* [Given task 1]: Report each line of the records that holds the string "orange", copying those lines in full.

* [Selected excerpt]:
See Heffron v. International Soc. for Krishna Consciousness, Inc., 452 U. S. 640. Pp. 725-730. (d) Section 18-9-122(3) is not overbroad. First, the argument that coverage is broader than the specific concern that led to the statute's enactment does not identify a constitutional defect. It is precisely because the state legislature made a general policy choice that the statute is assessed under Ward rather than a stricter standard. Second, the argument that the statute bans virtually the universe of protected expression is based on a misreading of the statute and an incorrect understanding of the overbreadth doctrine. The statute does not ban any forms of communication, but regulates the places where communications may occur; and petitioners have not, as the doctrine requires, persuaded the Court that the statute's impact on the conduct of other speakers will differ from its impact on their own sidewalk counseling, see Broadrick v. Oklahoma, 413 U. S. 601, 612, 615. Pp. 730-732.

(e) Nor is § 18-9-122(3) unconstitutionally vague, either because it fails to provide people with ordinary intelligence a reasonable opportunity to understand what it says or because it authorizes or encourages arbitrary and discriminatory enforcement, Chicago v. Morales, 527 U. S. 41, 56-57. The first concern is ameliorated by § 18-9-122(3)'s scienter requirement. It is unlikely that anyone would not understand the common words used in the statute, and hypothetical situations not before the Court will not support a facial attack on a statute that is surely valid in the vast majority of its intended applications. The Court is likewise unpersuaded that inadequate direction is given to law enforcement authorities. Indeed, one of § 18-9-122(3)'s virtues is the specificity of the definitions of the zones. Pp. 732-733.

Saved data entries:

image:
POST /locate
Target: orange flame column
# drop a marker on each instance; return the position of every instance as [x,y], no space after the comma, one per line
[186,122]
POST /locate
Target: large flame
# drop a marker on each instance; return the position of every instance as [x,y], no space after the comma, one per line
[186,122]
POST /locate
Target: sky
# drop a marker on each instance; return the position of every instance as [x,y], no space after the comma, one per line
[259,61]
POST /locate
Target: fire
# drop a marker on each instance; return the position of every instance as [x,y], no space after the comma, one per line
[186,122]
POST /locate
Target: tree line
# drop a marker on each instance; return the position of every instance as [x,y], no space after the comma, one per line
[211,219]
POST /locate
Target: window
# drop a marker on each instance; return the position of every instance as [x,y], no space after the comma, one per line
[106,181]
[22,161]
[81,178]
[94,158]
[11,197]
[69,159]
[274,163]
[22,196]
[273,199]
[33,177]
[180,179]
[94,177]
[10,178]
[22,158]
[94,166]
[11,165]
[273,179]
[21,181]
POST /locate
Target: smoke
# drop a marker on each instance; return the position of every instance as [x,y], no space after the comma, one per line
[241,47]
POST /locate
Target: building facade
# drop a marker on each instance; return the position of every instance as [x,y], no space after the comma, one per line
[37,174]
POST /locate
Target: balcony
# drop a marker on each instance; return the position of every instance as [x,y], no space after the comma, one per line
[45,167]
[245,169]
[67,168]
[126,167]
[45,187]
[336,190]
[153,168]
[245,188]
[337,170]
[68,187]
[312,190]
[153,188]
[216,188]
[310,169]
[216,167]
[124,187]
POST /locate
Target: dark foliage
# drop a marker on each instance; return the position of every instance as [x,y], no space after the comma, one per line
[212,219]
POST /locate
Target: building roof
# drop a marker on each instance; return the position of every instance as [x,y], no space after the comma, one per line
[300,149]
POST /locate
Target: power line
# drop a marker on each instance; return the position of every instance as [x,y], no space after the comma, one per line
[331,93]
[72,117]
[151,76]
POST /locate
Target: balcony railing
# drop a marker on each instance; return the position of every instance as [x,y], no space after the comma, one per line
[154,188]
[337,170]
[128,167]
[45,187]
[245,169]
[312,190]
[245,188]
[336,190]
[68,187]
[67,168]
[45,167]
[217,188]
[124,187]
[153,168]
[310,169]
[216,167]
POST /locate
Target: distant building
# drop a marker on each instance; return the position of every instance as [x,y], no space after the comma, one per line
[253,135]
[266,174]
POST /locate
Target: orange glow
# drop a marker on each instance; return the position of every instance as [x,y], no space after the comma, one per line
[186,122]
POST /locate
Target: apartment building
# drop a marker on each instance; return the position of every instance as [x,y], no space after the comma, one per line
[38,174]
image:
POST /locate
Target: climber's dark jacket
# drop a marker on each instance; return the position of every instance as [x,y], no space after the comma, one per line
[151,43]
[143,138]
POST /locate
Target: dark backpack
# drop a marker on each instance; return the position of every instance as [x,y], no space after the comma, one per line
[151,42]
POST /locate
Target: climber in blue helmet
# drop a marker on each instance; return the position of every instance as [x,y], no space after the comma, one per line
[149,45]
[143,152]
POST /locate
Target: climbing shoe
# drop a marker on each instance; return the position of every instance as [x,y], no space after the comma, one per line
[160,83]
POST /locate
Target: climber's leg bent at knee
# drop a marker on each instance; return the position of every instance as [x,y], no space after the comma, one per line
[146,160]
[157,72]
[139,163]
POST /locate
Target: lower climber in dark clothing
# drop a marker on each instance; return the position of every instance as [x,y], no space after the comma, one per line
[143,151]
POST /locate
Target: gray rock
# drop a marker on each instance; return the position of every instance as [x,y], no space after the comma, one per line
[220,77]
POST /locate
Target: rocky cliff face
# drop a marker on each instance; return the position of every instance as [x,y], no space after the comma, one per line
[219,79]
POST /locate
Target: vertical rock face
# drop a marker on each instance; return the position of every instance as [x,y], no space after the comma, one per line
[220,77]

* [Given task 2]: Write the next part of the court syllabus on § 18-9-122(3) above, picking up right after its last sentence.

* [Final result 1]:
Target: orange flame column
Target: orange glow

* [Final result 2]:
(f) Finally, § 18-9-122(3)'s consent requirement does not impose a prior restraint on speech. This argument was rejected in both Schenck and Madsen v. Women's Health Center, Inc., 512 U. S. 753. Furthermore, "prior restraint" concerns relate to restrictions imposed by official censorship, but the regulations here only apply if the pedestrian does not consent to the approach. Pp. 733-735.

973 P. 2d 1246, affirmed.

Stevens, J., delivered the opinion of the Court, in which Rehnquist, C. J., and O'Connor, Souter, Ginsburg, and Breyer, JJ., joined. Souter, J., filed a concurring opinion, in which O'Connor, Ginsburg, and Breyer, JJ., joined, post, p. 735. Scalia, J., filed a dissenting opinion, in which Thomas, J., joined, post, p. 741. Kennedy, J., filed a dissenting opinion, post, p. 765.

Jay Alan Sekulow argued the cause for petitioners. With him on the briefs were James M. Henderson, Sr., Walter M.